Copy the records from their beginning through the line that contains "[125,324,156,349]", with both ends included. Keep the requests unchanged, and scale every bounding-box coordinate in the answers by 2.05, rounding to whole numbers with halves rounded up.

## Exercise material
+===+
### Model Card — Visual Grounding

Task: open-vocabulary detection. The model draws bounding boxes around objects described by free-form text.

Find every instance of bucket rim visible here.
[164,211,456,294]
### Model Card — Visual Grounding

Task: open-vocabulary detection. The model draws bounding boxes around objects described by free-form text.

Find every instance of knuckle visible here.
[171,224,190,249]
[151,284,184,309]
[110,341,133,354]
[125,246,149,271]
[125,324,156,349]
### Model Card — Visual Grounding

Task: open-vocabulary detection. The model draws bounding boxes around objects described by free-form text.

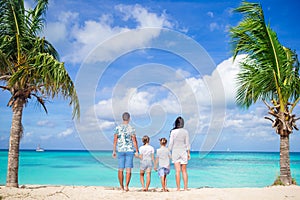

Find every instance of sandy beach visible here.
[0,185,300,200]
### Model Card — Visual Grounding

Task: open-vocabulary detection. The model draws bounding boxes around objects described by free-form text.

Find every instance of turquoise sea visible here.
[0,150,300,188]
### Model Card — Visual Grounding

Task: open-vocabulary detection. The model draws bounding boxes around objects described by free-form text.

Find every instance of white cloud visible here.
[36,120,55,127]
[207,11,214,18]
[45,4,172,63]
[116,4,172,28]
[57,128,73,138]
[209,22,220,31]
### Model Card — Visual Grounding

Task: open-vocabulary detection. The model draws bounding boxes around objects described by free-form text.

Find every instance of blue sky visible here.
[0,0,300,151]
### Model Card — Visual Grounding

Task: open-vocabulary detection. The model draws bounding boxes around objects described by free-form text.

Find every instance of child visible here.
[154,138,171,192]
[139,135,154,191]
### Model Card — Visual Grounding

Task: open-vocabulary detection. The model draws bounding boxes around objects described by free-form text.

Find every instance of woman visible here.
[169,117,191,191]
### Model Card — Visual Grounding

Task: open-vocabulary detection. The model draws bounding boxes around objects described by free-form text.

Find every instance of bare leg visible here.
[164,175,169,192]
[174,162,181,191]
[146,171,151,191]
[140,170,145,190]
[160,176,166,191]
[125,168,131,192]
[181,164,188,190]
[118,169,124,190]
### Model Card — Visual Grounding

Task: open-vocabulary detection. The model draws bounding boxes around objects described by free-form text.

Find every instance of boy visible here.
[154,138,171,192]
[139,135,154,191]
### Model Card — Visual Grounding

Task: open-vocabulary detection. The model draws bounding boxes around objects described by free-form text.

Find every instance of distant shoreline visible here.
[0,185,300,200]
[0,149,300,153]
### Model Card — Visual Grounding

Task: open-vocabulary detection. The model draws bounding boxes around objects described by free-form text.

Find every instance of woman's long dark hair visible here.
[171,117,184,131]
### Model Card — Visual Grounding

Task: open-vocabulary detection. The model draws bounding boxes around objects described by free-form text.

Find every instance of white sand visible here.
[0,185,300,200]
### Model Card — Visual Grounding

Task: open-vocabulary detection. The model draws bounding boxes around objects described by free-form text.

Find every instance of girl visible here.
[154,138,171,192]
[139,135,154,191]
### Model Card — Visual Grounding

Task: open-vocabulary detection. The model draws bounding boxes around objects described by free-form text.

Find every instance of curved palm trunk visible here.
[280,135,292,185]
[6,99,24,187]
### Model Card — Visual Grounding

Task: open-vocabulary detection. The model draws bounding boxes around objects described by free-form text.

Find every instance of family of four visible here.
[113,112,190,192]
+===+
## Final result
### Model Card — Visual Grounding

Task: open-vocabulary detection. The model draws bounding boxes around objects described by free-form text.

Find every instance of bucket rim visible here.
[336,433,935,603]
### Model Card — Visual Grounding

Task: open-vocabulary detection. The model draws bounding boxes around objects described by free-form text.

Find every instance of knuckle visible here.
[351,459,390,510]
[310,582,377,633]
[226,699,273,726]
[256,504,305,556]
[256,664,320,715]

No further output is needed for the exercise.